**PROBLEM REQUIREMENTS:** Among the entries below, tally each line where the word "bounding" appears and state only the total.

**PROVIDED RECORDS:**
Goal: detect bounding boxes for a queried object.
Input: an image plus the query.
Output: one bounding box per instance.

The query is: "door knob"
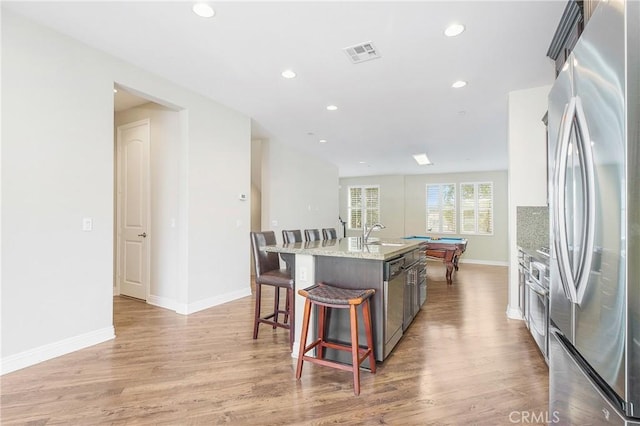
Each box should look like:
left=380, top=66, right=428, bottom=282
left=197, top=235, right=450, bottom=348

**OUTPUT OF THE TASK:** 2